> **Exercise instructions**
Starting from the line containing "Each instance of the truck front", write out the rest of the entries exactly, through the final line, including nothing else.

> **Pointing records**
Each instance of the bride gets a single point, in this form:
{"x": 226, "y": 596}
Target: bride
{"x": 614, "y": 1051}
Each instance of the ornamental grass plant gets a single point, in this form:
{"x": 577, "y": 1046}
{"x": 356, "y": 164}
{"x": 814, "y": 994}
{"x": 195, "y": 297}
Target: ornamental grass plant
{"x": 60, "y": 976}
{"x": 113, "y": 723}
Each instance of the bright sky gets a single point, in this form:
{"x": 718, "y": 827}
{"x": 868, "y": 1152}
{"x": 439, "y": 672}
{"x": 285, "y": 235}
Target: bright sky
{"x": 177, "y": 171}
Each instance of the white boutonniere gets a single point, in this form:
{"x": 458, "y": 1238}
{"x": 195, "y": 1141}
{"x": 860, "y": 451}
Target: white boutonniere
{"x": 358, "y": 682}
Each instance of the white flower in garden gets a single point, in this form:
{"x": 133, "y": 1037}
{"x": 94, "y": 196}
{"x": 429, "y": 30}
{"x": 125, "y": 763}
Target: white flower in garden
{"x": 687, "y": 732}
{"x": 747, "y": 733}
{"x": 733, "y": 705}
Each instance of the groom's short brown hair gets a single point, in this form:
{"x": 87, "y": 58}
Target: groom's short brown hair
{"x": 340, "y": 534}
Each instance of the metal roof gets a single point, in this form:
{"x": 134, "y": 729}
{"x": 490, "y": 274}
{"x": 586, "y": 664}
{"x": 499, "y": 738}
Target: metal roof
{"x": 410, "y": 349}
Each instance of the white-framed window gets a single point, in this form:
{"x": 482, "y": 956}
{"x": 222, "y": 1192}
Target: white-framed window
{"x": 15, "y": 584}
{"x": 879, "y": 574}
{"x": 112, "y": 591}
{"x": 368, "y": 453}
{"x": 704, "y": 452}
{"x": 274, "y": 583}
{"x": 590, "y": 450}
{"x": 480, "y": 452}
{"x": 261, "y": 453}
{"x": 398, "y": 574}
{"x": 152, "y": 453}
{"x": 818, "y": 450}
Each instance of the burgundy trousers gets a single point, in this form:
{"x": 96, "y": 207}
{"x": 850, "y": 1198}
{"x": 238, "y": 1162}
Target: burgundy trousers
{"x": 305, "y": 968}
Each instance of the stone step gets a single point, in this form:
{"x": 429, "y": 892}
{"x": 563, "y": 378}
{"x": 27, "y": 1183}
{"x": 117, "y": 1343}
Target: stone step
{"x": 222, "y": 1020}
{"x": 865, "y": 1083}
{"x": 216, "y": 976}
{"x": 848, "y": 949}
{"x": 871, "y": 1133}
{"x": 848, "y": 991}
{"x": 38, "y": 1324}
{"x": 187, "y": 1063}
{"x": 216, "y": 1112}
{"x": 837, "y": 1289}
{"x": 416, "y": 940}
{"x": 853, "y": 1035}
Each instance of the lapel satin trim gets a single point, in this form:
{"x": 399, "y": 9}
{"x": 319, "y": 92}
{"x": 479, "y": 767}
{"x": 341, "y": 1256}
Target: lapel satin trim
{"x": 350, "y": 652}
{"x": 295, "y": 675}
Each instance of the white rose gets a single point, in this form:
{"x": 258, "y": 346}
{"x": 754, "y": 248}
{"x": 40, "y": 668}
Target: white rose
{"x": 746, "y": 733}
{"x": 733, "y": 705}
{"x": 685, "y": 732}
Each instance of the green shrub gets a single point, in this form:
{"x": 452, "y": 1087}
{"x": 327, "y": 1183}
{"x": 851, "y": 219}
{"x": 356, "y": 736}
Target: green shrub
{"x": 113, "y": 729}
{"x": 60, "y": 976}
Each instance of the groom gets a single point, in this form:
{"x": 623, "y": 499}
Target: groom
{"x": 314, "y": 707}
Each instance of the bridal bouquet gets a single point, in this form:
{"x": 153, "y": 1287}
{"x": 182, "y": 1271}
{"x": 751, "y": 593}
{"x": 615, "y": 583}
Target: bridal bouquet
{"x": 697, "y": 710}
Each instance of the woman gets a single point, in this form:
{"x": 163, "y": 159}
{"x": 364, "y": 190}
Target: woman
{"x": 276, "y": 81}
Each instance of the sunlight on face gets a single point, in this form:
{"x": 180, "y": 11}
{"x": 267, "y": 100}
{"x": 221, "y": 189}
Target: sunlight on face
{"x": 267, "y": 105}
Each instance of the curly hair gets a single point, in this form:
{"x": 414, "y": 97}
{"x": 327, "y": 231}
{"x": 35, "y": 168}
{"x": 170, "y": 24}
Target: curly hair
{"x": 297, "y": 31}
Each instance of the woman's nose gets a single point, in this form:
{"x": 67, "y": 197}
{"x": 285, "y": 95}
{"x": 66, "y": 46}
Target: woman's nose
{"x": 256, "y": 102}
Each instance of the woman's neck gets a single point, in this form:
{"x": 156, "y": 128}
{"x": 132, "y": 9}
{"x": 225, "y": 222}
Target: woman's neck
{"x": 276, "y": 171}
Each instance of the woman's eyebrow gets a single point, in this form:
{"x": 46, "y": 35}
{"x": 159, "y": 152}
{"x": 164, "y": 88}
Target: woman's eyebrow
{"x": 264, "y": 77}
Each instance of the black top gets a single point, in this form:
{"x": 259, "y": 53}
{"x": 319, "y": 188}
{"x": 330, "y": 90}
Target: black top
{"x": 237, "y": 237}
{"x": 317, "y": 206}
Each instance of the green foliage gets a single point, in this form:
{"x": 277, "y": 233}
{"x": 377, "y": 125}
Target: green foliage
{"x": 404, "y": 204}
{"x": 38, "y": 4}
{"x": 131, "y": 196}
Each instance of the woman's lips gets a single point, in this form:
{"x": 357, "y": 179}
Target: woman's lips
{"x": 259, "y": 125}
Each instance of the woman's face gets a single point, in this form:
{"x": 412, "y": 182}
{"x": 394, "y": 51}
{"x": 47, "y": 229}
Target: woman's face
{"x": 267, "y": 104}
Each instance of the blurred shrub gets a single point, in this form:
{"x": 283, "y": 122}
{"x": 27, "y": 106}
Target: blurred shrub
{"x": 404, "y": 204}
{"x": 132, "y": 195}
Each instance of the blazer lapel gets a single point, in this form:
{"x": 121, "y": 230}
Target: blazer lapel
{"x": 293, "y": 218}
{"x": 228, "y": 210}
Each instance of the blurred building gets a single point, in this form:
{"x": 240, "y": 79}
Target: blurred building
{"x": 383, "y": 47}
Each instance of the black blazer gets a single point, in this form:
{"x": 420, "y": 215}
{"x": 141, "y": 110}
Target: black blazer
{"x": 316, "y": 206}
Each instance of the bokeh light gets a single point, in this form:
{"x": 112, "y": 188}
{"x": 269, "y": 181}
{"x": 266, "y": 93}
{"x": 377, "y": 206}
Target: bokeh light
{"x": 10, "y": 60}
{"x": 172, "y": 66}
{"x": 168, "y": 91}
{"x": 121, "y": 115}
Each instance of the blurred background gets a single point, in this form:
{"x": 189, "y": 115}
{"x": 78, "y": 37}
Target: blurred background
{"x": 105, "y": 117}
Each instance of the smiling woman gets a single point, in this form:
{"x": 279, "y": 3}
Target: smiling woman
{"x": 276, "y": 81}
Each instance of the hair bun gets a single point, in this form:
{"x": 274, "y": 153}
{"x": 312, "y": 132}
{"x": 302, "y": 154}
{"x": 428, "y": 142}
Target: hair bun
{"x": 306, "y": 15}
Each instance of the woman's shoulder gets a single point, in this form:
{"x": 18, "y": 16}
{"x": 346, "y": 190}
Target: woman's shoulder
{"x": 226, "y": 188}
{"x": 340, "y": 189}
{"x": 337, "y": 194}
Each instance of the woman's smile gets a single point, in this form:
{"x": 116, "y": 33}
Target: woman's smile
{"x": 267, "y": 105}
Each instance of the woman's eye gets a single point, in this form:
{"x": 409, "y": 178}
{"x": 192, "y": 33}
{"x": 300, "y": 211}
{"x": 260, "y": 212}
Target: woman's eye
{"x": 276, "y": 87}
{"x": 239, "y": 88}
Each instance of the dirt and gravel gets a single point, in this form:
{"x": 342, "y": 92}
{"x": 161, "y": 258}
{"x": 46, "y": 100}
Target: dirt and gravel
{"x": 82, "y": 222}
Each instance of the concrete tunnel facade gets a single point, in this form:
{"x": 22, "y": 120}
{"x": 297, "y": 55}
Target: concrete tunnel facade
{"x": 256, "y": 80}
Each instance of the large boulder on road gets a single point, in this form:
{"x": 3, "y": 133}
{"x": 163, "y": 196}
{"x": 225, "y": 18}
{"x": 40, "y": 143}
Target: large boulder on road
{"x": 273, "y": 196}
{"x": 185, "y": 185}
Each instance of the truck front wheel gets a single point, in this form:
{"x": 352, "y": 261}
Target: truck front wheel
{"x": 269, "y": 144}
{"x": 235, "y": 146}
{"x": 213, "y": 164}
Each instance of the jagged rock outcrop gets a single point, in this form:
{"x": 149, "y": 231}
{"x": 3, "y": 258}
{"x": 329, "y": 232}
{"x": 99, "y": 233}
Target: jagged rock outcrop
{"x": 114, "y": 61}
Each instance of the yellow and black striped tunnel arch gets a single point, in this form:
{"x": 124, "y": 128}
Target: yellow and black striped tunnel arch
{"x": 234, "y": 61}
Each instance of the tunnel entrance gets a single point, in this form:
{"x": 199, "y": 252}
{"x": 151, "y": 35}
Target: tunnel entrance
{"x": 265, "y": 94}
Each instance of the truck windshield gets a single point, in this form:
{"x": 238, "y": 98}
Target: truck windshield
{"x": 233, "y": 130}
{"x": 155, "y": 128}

> **Output for this exercise**
Each instance of the truck front wheel gets a single point, in this form:
{"x": 352, "y": 261}
Target: truck front wheel
{"x": 269, "y": 144}
{"x": 235, "y": 146}
{"x": 213, "y": 164}
Each instance of the jagged rock outcrop gets a single point, in this form:
{"x": 149, "y": 231}
{"x": 3, "y": 258}
{"x": 329, "y": 232}
{"x": 99, "y": 233}
Target: jagged rock outcrop
{"x": 114, "y": 61}
Each instance of the yellow and black striped tunnel arch gets a single point, in this form:
{"x": 124, "y": 128}
Target: yellow and black striped tunnel arch
{"x": 234, "y": 61}
Each instance of the tunnel entrance gets a single point, in this form:
{"x": 199, "y": 252}
{"x": 151, "y": 35}
Target: tunnel entrance
{"x": 265, "y": 94}
Each instance of the truck windshield gets a single point, in this form:
{"x": 238, "y": 98}
Target: truck windshield
{"x": 233, "y": 130}
{"x": 155, "y": 128}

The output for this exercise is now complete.